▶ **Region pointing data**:
........

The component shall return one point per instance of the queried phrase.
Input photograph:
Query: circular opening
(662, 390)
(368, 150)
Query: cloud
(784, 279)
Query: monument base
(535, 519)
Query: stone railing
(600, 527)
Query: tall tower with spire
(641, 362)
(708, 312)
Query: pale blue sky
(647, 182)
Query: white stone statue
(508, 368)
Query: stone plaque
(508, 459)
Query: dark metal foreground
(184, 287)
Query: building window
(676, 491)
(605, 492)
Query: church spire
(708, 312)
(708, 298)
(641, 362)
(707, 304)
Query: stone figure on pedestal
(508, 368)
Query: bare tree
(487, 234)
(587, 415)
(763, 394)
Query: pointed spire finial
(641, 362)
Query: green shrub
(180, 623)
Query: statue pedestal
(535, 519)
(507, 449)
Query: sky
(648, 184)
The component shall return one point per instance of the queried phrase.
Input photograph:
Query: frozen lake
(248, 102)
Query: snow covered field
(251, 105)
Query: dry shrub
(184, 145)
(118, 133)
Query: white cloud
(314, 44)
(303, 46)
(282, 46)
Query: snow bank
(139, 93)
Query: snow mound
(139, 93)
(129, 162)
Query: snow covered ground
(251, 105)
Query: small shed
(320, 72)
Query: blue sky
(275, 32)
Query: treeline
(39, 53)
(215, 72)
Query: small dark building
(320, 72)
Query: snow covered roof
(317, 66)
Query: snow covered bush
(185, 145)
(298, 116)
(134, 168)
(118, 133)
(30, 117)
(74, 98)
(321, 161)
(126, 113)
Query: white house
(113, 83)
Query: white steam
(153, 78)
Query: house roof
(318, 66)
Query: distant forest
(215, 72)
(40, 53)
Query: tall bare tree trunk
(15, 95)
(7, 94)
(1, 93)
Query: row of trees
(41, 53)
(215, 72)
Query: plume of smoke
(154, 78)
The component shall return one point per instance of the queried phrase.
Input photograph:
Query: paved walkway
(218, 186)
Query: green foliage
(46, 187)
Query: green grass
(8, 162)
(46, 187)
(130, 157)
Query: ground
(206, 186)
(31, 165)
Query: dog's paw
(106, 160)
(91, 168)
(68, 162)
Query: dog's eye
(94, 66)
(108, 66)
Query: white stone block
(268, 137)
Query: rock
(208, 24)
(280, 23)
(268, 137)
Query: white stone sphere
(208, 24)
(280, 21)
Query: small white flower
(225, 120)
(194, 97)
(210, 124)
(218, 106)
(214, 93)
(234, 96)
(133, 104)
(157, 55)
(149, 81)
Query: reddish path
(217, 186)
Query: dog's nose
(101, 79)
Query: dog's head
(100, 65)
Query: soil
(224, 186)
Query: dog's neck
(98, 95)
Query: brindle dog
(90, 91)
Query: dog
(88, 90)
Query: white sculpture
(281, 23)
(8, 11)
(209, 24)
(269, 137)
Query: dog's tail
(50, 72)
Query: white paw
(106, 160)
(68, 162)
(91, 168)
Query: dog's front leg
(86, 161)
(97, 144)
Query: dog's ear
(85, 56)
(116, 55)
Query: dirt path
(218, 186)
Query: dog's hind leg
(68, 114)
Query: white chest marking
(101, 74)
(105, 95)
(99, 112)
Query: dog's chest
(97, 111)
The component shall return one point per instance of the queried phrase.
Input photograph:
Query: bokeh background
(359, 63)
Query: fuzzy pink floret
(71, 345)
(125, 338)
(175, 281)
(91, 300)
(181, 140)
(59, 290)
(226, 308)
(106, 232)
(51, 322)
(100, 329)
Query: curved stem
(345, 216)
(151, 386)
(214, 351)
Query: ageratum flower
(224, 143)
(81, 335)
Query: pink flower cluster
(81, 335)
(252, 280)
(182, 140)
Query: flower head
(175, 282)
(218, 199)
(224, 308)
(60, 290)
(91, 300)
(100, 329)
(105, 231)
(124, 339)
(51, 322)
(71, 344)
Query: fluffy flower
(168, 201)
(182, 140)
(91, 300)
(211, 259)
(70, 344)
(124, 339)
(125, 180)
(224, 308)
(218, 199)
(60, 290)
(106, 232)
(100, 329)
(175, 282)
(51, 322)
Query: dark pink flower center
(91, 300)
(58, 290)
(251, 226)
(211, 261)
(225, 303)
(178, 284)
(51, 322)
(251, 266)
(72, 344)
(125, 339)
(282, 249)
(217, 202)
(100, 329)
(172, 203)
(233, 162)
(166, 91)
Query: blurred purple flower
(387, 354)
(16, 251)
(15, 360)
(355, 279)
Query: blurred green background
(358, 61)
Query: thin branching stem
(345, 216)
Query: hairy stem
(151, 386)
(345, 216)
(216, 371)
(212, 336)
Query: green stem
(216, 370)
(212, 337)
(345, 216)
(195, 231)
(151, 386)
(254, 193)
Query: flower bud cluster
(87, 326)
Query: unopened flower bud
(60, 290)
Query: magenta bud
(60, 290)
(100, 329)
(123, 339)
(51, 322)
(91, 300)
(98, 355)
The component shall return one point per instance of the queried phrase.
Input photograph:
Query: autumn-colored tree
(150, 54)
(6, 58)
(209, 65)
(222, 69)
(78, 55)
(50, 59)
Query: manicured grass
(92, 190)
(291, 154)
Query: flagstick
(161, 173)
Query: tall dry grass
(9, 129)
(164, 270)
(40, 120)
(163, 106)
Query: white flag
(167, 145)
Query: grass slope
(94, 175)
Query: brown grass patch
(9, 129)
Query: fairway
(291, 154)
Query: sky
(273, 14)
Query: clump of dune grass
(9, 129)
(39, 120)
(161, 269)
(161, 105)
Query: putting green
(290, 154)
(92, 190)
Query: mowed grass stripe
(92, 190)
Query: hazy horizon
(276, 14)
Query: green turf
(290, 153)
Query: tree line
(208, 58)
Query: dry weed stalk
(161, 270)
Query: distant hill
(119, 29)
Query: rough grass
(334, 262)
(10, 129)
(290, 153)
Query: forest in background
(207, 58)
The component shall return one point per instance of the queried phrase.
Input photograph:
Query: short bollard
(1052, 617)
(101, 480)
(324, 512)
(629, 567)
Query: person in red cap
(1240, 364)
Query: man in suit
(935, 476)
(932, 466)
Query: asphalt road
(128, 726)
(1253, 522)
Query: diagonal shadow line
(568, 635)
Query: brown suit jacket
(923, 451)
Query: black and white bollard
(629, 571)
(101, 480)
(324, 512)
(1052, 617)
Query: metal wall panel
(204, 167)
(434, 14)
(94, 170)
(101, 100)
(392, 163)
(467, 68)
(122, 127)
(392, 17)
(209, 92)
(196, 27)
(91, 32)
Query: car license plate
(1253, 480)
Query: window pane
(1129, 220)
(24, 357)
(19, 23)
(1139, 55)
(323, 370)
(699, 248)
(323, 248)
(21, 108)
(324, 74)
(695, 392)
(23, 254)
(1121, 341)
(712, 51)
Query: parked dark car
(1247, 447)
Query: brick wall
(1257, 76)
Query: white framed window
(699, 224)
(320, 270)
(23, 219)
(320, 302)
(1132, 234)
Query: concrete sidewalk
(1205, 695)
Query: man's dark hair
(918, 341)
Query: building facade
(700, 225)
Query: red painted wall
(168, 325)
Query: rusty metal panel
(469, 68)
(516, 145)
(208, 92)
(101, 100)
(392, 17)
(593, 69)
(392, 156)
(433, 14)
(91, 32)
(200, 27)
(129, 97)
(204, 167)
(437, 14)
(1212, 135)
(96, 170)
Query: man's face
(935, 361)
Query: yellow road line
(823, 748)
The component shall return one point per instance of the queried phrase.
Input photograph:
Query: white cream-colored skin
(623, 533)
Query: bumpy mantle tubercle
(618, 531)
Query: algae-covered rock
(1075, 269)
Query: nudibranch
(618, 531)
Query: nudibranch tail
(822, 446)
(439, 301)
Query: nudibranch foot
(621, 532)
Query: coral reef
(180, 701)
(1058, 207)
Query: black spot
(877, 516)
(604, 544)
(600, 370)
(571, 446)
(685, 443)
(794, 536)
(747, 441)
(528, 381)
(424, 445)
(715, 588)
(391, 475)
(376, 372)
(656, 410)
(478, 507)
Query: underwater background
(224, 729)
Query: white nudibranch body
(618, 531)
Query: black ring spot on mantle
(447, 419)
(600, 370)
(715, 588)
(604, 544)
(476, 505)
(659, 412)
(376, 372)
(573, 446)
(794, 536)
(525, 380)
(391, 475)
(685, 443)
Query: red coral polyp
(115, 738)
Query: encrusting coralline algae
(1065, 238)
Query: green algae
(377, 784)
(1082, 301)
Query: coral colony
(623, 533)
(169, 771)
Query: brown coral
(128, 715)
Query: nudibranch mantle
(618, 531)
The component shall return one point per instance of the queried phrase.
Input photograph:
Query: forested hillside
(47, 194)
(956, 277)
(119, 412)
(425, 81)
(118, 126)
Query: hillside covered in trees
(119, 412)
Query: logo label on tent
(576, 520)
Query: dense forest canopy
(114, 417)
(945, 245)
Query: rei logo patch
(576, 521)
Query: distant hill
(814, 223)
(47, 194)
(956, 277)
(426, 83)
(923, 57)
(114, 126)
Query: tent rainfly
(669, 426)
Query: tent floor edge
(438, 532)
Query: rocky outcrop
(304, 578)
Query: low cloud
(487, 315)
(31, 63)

........

▶ **Exercise objective**:
Set down each line from the line containing "Query: tent floor edge" through the final line of the data, exactly and with nothing added.

▶ **Task output**:
Query: tent floor edge
(438, 532)
Query: rocky outcrop
(304, 578)
Query: low cloud
(487, 315)
(31, 63)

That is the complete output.